*EXERCISE MATERIALS*
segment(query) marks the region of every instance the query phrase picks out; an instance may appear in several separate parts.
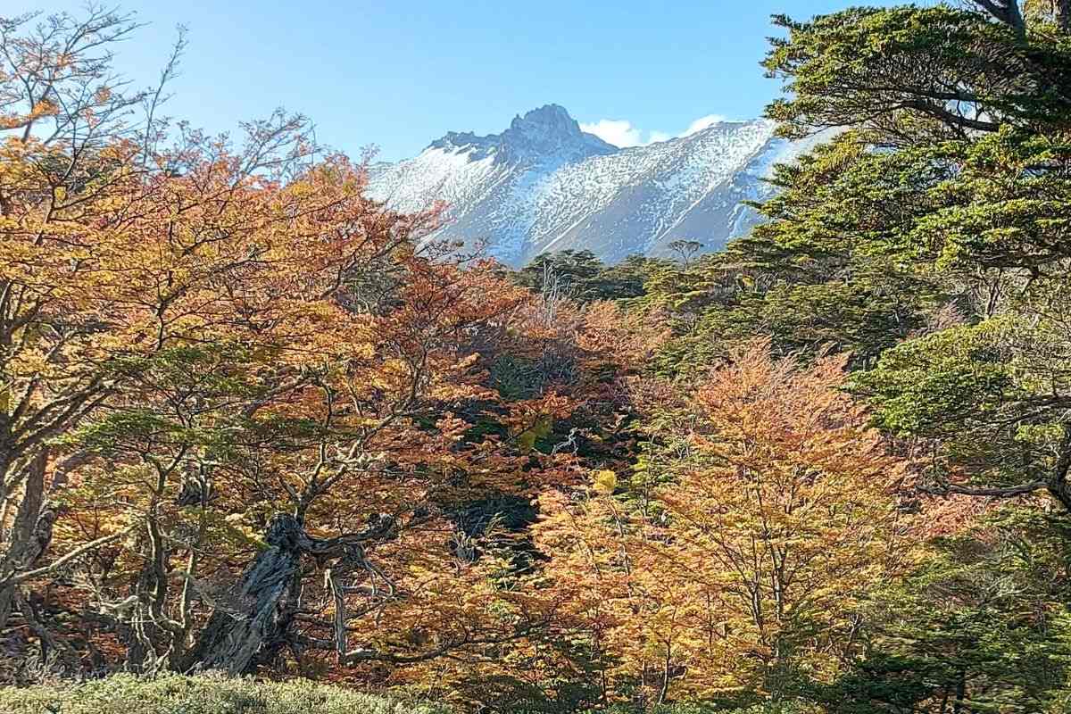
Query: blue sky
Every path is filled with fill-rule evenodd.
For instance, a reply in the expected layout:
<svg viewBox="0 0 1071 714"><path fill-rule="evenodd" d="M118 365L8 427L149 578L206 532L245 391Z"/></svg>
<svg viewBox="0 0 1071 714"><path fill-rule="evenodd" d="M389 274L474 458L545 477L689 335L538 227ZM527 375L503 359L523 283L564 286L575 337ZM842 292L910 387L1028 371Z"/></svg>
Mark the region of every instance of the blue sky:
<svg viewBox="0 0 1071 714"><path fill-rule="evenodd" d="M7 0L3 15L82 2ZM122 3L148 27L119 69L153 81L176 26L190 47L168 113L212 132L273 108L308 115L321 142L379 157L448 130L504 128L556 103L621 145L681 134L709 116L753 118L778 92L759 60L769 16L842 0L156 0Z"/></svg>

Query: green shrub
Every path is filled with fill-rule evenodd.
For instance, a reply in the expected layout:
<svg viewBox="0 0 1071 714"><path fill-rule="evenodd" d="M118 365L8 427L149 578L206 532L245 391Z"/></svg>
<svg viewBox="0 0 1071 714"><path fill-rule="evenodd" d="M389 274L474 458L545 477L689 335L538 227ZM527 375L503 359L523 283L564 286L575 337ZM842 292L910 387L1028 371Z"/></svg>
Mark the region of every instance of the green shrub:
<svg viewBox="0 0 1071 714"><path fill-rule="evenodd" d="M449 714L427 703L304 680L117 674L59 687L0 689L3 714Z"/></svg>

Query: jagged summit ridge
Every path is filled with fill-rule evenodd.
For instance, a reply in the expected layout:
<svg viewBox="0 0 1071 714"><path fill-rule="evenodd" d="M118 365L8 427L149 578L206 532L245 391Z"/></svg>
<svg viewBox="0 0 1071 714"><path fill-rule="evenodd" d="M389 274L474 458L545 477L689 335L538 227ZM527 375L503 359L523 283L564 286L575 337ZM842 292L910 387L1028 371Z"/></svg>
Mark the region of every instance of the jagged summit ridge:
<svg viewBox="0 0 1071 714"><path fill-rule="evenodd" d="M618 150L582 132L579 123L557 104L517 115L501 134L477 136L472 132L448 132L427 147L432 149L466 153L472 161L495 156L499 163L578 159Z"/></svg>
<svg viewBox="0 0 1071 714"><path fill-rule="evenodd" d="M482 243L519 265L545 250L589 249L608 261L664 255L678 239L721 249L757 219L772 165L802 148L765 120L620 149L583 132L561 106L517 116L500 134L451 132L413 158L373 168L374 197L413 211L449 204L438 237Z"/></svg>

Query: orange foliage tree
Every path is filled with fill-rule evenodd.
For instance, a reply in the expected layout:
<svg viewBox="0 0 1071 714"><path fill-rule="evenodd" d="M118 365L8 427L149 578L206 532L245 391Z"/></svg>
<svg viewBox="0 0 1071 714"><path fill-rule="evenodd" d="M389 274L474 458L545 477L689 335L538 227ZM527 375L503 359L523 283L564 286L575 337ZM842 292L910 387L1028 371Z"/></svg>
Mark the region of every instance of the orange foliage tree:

*WORK INSTRUCTIONS*
Write out every item above word for word, leaving out the pictures.

*RIGHT ANSWER*
segment(query) marks the region of every instance the query phrase picks out; an instance may appear in several separate parts.
Query: blue sky
Every path is filled with fill-rule evenodd.
For instance, a reply in the expected layout:
<svg viewBox="0 0 1071 714"><path fill-rule="evenodd" d="M118 365L8 427L149 578L206 532L245 391Z"/></svg>
<svg viewBox="0 0 1071 714"><path fill-rule="evenodd" d="M389 274L474 458L545 477L689 335L538 227ZM527 375L503 359L523 283L564 286L575 337ZM842 292L910 387L1028 371Z"/></svg>
Mark the region of every instance of the blue sky:
<svg viewBox="0 0 1071 714"><path fill-rule="evenodd" d="M7 0L3 15L82 2ZM122 3L148 27L119 69L153 81L176 26L190 47L168 113L212 132L273 108L308 115L321 142L379 157L448 130L504 128L556 103L621 145L681 134L709 116L753 118L778 92L759 60L769 16L842 0L156 0Z"/></svg>

Query: green shrub
Every path is filled with fill-rule evenodd.
For instance, a reply in the expected layout:
<svg viewBox="0 0 1071 714"><path fill-rule="evenodd" d="M118 365L8 427L149 578L206 532L245 391Z"/></svg>
<svg viewBox="0 0 1071 714"><path fill-rule="evenodd" d="M389 274L474 458L545 477L689 335L538 227ZM527 375L503 359L523 283L564 286L575 337ZM842 292L910 387L1028 371Z"/></svg>
Mark the region of every instance of the green shrub:
<svg viewBox="0 0 1071 714"><path fill-rule="evenodd" d="M449 714L427 703L304 680L117 674L59 687L0 689L3 714Z"/></svg>

Query: jagged summit ridge
Every path is filled with fill-rule evenodd.
For instance, a reply in the expected layout:
<svg viewBox="0 0 1071 714"><path fill-rule="evenodd" d="M118 365L8 427L149 578L206 532L245 391Z"/></svg>
<svg viewBox="0 0 1071 714"><path fill-rule="evenodd" d="M389 274L474 458L545 477L689 335L538 227ZM527 375L503 359L523 283L564 286L575 337ZM842 292L910 387L1028 371Z"/></svg>
Mark the region of every instance of the jagged summit ridge:
<svg viewBox="0 0 1071 714"><path fill-rule="evenodd" d="M618 150L582 132L579 123L557 104L517 115L501 134L477 136L472 132L448 132L427 147L432 149L466 153L472 161L495 156L499 163L578 159Z"/></svg>
<svg viewBox="0 0 1071 714"><path fill-rule="evenodd" d="M482 243L519 265L545 250L589 249L608 261L664 255L678 239L721 249L757 219L772 165L802 148L765 120L620 149L583 132L561 106L517 116L500 134L451 132L413 158L373 168L374 197L413 211L449 204L438 237Z"/></svg>

Query: orange foliage tree
Every path is filled with fill-rule evenodd.
For instance, a reply in the expected layout:
<svg viewBox="0 0 1071 714"><path fill-rule="evenodd" d="M118 365L8 427L149 578L206 532L245 391Z"/></svg>
<svg viewBox="0 0 1071 714"><path fill-rule="evenodd" d="M389 274L474 458L545 477L689 335L538 227ZM527 375L503 359L523 283L564 286L575 337ZM842 292L910 387L1028 371Z"/></svg>
Mark the region of every instance of the orange foliage tree:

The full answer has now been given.